## What is needed
Reproduce word for word the lines of the listing below, from the line containing "work: provide the mask of every instance of the red" through the last line of the listing, both included.

# START OF Exercise material

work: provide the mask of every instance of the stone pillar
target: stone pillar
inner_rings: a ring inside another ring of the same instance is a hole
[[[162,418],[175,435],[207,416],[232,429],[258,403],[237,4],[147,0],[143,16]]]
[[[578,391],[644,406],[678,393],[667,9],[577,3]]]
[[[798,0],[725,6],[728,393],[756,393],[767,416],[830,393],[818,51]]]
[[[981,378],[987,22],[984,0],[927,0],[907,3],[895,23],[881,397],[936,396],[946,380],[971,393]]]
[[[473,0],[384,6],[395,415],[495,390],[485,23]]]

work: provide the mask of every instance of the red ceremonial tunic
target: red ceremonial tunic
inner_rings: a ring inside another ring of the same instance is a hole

# END OF Exercise material

## Task response
work: provide the mask of every instance of the red ceremonial tunic
target: red ceremonial tunic
inner_rings: a ring inside another ring of the same instance is a hole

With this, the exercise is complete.